◆ **Input data**
• • • • • • •

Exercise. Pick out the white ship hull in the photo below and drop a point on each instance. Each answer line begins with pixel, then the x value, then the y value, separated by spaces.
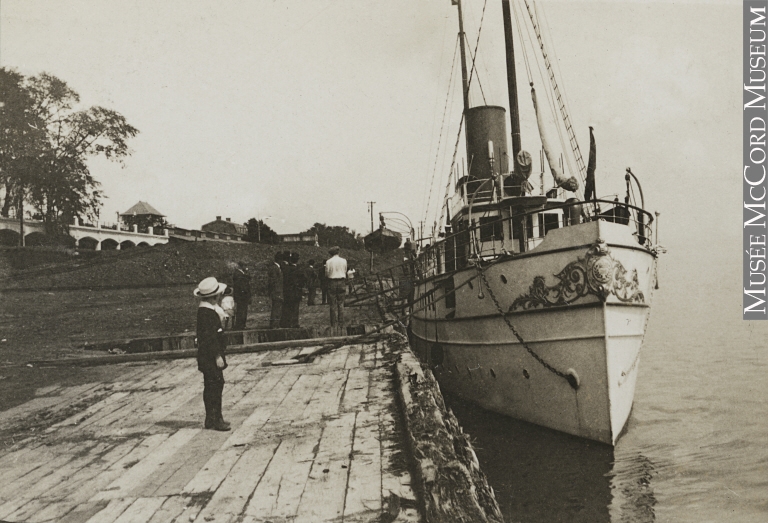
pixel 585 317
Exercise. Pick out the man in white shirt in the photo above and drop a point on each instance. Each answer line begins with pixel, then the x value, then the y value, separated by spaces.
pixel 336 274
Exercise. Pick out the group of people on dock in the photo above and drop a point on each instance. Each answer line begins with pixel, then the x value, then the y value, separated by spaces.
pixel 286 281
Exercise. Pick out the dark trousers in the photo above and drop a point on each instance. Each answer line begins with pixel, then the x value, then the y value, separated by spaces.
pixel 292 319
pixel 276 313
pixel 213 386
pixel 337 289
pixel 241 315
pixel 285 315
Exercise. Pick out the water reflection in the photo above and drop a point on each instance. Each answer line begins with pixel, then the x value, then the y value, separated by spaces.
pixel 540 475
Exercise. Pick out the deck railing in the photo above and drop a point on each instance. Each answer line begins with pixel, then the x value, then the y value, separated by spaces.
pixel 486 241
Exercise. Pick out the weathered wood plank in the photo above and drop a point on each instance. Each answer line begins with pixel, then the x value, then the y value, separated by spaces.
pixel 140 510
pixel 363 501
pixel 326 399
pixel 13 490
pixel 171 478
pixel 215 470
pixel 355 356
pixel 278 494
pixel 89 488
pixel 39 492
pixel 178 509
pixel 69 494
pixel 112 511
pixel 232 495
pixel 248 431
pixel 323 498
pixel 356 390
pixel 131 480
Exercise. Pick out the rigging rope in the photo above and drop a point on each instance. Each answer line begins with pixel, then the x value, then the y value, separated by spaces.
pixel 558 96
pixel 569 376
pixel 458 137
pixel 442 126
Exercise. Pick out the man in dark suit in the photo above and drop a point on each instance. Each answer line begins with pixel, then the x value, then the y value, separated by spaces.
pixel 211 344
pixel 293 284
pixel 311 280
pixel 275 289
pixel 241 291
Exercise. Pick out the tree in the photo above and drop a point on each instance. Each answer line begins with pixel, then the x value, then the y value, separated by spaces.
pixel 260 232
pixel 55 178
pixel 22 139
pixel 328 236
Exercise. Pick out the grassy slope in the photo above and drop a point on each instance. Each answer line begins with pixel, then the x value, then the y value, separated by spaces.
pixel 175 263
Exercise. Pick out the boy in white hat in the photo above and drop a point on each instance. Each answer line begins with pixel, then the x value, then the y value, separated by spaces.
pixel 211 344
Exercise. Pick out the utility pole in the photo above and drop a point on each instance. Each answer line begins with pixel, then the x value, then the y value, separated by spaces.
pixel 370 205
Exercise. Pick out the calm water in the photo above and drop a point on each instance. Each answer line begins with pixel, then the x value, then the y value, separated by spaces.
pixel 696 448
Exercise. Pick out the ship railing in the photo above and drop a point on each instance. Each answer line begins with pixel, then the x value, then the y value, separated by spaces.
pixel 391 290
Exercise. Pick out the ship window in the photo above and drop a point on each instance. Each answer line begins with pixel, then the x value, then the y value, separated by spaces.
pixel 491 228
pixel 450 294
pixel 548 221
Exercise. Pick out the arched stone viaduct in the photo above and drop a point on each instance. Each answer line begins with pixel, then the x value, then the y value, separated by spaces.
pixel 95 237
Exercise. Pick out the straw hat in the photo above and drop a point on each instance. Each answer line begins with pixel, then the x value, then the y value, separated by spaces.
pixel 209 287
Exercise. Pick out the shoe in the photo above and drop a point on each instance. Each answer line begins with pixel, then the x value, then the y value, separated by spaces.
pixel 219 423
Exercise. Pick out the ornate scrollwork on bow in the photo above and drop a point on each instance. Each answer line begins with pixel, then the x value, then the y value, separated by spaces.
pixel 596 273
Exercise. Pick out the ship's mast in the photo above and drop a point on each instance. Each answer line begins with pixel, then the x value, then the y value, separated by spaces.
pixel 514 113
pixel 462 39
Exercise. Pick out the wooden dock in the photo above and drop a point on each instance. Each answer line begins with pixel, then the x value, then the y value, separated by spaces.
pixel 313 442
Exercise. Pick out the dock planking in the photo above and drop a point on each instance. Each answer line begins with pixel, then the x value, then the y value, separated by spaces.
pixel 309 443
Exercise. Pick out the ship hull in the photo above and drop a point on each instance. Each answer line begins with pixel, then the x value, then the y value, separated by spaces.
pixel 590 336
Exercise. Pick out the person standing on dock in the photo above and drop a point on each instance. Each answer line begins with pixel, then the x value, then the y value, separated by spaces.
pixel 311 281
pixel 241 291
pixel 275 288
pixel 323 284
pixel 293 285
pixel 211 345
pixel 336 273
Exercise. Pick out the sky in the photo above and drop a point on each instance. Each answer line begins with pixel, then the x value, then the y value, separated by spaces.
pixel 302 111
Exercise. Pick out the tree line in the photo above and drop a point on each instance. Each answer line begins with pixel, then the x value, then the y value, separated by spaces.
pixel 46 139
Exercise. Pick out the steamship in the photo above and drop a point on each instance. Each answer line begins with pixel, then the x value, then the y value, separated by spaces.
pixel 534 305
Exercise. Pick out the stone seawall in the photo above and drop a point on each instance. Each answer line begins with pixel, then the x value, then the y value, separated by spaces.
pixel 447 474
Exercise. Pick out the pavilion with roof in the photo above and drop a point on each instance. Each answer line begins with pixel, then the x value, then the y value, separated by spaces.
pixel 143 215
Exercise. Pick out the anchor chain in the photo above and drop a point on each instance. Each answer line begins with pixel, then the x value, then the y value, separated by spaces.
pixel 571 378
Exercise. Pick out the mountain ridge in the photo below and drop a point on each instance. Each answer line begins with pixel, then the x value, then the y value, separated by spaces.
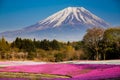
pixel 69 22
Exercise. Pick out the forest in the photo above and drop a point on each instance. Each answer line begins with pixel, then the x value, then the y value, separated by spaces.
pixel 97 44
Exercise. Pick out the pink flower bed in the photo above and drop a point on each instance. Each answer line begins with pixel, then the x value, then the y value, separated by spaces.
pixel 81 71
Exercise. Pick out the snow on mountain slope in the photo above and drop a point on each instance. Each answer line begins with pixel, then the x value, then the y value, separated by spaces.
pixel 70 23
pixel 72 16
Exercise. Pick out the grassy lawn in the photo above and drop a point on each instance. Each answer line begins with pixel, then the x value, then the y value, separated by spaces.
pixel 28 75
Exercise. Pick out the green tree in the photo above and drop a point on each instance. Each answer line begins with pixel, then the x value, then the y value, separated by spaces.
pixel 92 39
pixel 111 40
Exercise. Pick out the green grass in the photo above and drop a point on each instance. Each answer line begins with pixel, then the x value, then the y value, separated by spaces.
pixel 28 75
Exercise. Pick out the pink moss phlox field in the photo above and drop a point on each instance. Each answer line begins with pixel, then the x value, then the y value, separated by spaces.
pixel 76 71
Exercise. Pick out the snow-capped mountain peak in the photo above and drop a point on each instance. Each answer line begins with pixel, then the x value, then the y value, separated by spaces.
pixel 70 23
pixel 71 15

• • • • • • •

◆ **Aim of the task**
Starting with the line containing "Exercise. Pick out the group" and going on through the line containing "pixel 540 475", echo those records back exactly, with nothing left out or changed.

◆ **Response to the exercise**
Exercise. Pick out the group of people on dock in the photo above and drop a point on each instance. Each answer line begins with pixel, then the x value, then the y value, separated by spaces.
pixel 286 281
Exercise. Pick out the dark trousers in the photo above and drop a point on each instance. Each answer line begins with pixel, then the x value, then the y value, separated by spaces.
pixel 292 319
pixel 276 313
pixel 213 386
pixel 337 289
pixel 241 315
pixel 285 315
Exercise. Pick out the water reflection in the photo above and drop a point on each instance. Each answer line begins with pixel, then the x value, then the y value, separated by spaces.
pixel 540 475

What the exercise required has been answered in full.